:: What to do ::
Please format every line of the records below as a JSON list of strings, one string per line, with blank lines and the pictures left out.

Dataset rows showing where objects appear
---*---
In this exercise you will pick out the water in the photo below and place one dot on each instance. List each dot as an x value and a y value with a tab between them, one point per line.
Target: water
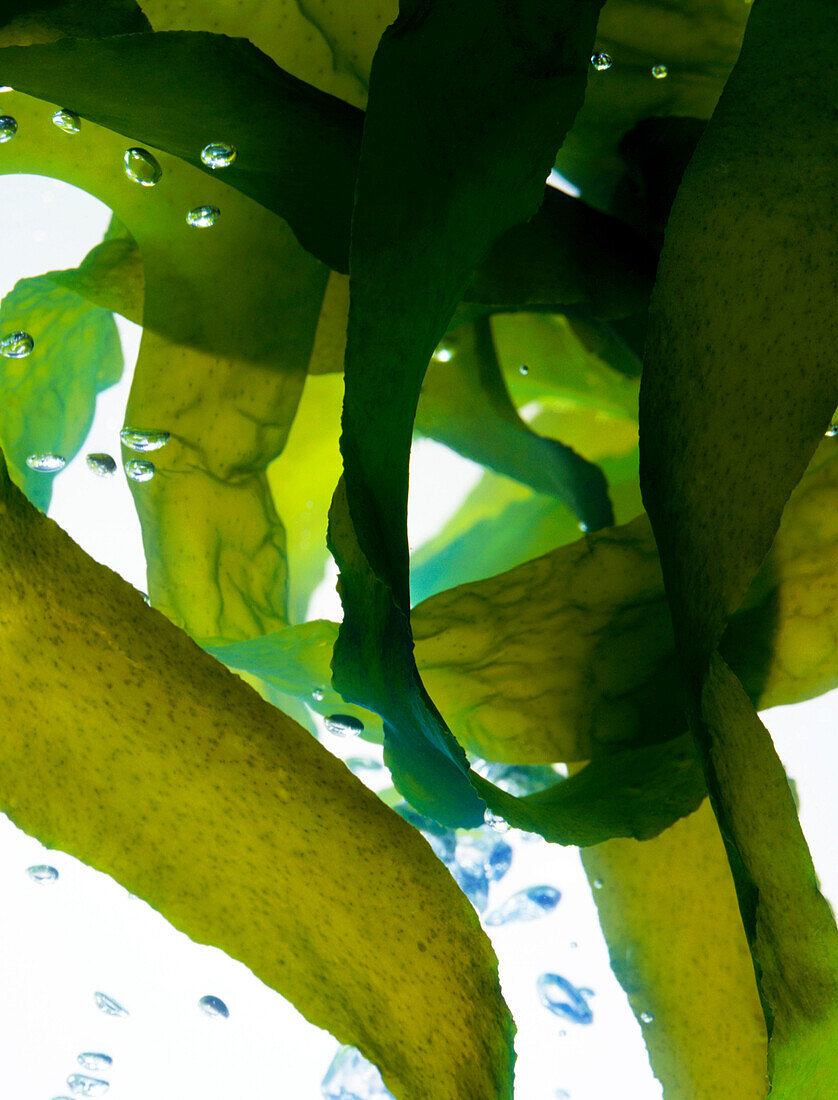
8	128
94	1059
213	1007
142	167
219	154
480	859
46	463
83	1086
362	763
140	470
527	904
351	1077
602	62
495	822
42	872
202	217
109	1007
103	465
563	999
343	725
441	839
17	345
67	121
136	439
---*---
:: Solution for this exercise ::
[
  "In this exercise you will pick out the water in the photo below and place one dot on each instance. List each dot as an x value and a y value with a tab between them, one point per line.",
  "Target: water",
  "8\t128",
  "94\t1059",
  "213\t1007",
  "142\t167",
  "219\t154",
  "480\t859",
  "46\t463",
  "83\t1086",
  "362\t763",
  "140\t470",
  "527\t904",
  "351\t1077",
  "602\t62",
  "495\t822",
  "42\t872",
  "202\t217",
  "109\t1007",
  "103\t465",
  "563\t999",
  "343\t725",
  "441\t839",
  "17\t345",
  "67\t121",
  "136\t439"
]